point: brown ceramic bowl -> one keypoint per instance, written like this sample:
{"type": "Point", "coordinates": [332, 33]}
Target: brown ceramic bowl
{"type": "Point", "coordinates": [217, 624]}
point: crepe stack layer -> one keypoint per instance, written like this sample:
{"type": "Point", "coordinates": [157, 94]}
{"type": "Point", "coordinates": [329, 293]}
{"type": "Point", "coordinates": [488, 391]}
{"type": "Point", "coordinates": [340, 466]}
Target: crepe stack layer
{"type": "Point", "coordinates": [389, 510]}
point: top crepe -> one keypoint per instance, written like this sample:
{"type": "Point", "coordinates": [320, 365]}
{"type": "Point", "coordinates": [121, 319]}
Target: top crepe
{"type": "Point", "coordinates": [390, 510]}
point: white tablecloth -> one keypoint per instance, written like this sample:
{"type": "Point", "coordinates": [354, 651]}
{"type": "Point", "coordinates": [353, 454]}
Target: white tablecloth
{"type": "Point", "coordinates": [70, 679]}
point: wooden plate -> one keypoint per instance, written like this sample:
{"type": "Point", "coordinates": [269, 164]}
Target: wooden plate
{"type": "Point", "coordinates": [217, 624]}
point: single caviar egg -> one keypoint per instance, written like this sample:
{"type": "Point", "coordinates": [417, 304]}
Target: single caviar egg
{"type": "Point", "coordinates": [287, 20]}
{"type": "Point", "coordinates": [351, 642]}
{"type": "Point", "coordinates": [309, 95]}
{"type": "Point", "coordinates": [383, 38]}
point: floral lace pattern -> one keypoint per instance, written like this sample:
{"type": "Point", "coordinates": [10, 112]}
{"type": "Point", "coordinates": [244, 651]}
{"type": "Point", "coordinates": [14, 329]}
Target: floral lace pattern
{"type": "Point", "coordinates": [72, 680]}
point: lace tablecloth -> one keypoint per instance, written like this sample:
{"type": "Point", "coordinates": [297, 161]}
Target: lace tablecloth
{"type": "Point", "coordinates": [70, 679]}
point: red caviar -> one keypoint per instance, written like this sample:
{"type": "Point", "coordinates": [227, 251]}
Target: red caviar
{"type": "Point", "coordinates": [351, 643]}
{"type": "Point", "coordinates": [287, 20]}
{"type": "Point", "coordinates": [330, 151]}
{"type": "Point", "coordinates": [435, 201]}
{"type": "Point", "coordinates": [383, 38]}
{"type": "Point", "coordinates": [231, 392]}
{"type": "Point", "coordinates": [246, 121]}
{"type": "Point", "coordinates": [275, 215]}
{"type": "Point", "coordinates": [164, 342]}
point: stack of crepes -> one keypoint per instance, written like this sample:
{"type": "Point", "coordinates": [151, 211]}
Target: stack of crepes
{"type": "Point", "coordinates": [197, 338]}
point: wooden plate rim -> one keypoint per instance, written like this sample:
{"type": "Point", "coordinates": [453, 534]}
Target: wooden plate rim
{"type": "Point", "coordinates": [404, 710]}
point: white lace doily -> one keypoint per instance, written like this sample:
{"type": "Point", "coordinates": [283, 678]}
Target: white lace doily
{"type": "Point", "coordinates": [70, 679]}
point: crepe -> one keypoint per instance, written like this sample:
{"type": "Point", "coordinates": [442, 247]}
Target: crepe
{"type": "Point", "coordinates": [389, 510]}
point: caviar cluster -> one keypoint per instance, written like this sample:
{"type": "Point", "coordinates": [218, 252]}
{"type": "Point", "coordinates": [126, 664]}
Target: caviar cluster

────────

WHAT YOU HAVE TO DO:
Reproduce the data in full, exactly as presented.

RESPONSE TO THE EXERCISE:
point: brown ceramic bowl -> one keypoint per instance, written like this sample:
{"type": "Point", "coordinates": [332, 33]}
Target: brown ceramic bowl
{"type": "Point", "coordinates": [217, 624]}
point: crepe stack layer -> one keypoint per instance, written like this sample:
{"type": "Point", "coordinates": [157, 94]}
{"type": "Point", "coordinates": [329, 293]}
{"type": "Point", "coordinates": [488, 391]}
{"type": "Point", "coordinates": [340, 466]}
Target: crepe stack layer
{"type": "Point", "coordinates": [389, 510]}
point: top crepe -> one keypoint per instance, written like this sample:
{"type": "Point", "coordinates": [320, 365]}
{"type": "Point", "coordinates": [121, 319]}
Target: top crepe
{"type": "Point", "coordinates": [390, 510]}
point: white tablecloth -> one keypoint per instance, written like this sample:
{"type": "Point", "coordinates": [354, 651]}
{"type": "Point", "coordinates": [353, 454]}
Target: white tablecloth
{"type": "Point", "coordinates": [70, 679]}
point: wooden plate -> one keypoint per instance, written like this sample:
{"type": "Point", "coordinates": [269, 164]}
Target: wooden plate
{"type": "Point", "coordinates": [217, 624]}
point: single caviar egg -> one keypoint per instance, written like this sample:
{"type": "Point", "coordinates": [417, 304]}
Target: single caviar egg
{"type": "Point", "coordinates": [287, 20]}
{"type": "Point", "coordinates": [351, 642]}
{"type": "Point", "coordinates": [309, 95]}
{"type": "Point", "coordinates": [383, 38]}
point: floral lace pattern -> one keypoint per instance, written like this sample:
{"type": "Point", "coordinates": [10, 112]}
{"type": "Point", "coordinates": [244, 651]}
{"type": "Point", "coordinates": [14, 329]}
Target: floral lace pattern
{"type": "Point", "coordinates": [72, 680]}
point: lace tablecloth -> one keypoint per instance, written like this sample:
{"type": "Point", "coordinates": [297, 161]}
Target: lace tablecloth
{"type": "Point", "coordinates": [70, 679]}
point: red caviar -> one keypoint per instance, written like this sample:
{"type": "Point", "coordinates": [227, 251]}
Target: red caviar
{"type": "Point", "coordinates": [351, 643]}
{"type": "Point", "coordinates": [287, 20]}
{"type": "Point", "coordinates": [330, 151]}
{"type": "Point", "coordinates": [435, 201]}
{"type": "Point", "coordinates": [383, 38]}
{"type": "Point", "coordinates": [231, 392]}
{"type": "Point", "coordinates": [246, 121]}
{"type": "Point", "coordinates": [275, 215]}
{"type": "Point", "coordinates": [164, 342]}
point: stack of crepes -> one keypoint per instance, written like this sample:
{"type": "Point", "coordinates": [151, 211]}
Target: stack of crepes
{"type": "Point", "coordinates": [197, 338]}
point: wooden plate rim -> one keypoint per instance, written like this sample:
{"type": "Point", "coordinates": [453, 534]}
Target: wooden plate rim
{"type": "Point", "coordinates": [404, 710]}
point: white lace doily -> one keypoint per instance, written like this sample:
{"type": "Point", "coordinates": [283, 678]}
Target: white lace doily
{"type": "Point", "coordinates": [70, 679]}
point: crepe -> one keypoint per instance, written like this sample:
{"type": "Point", "coordinates": [442, 247]}
Target: crepe
{"type": "Point", "coordinates": [389, 510]}
point: caviar cluster -> one keypoint per instance, written like this sample:
{"type": "Point", "coordinates": [218, 252]}
{"type": "Point", "coordinates": [126, 664]}
Target: caviar cluster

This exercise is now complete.